- _HOW TO COMPLETE THIS TASK_: Tally the lines of the entries below that hold the word "asked", and please give only the total.

Referring expression pointing data
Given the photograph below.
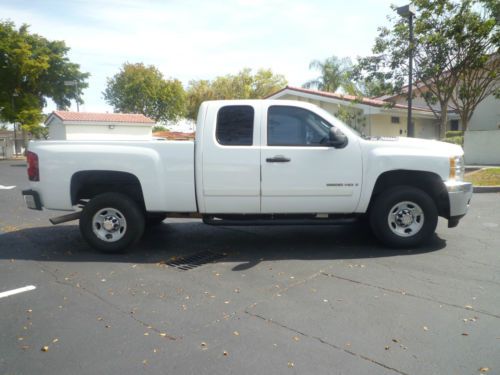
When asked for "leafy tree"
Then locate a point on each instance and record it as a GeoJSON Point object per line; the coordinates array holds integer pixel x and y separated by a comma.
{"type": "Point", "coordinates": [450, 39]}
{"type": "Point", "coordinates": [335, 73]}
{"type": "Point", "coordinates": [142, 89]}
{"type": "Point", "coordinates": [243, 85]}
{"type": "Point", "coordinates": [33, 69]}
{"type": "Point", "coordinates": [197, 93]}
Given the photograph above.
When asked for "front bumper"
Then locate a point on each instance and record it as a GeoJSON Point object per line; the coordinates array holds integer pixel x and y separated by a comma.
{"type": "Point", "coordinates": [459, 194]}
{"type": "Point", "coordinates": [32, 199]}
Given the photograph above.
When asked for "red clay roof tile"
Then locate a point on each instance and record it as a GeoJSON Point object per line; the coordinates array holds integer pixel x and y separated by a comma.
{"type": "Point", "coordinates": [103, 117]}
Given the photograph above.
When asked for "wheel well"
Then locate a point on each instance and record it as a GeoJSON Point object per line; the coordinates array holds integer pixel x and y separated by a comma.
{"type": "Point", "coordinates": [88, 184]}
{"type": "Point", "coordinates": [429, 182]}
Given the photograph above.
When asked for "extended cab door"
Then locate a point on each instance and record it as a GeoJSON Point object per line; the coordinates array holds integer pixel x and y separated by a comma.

- _REPLY TO THE EXERCISE_: 5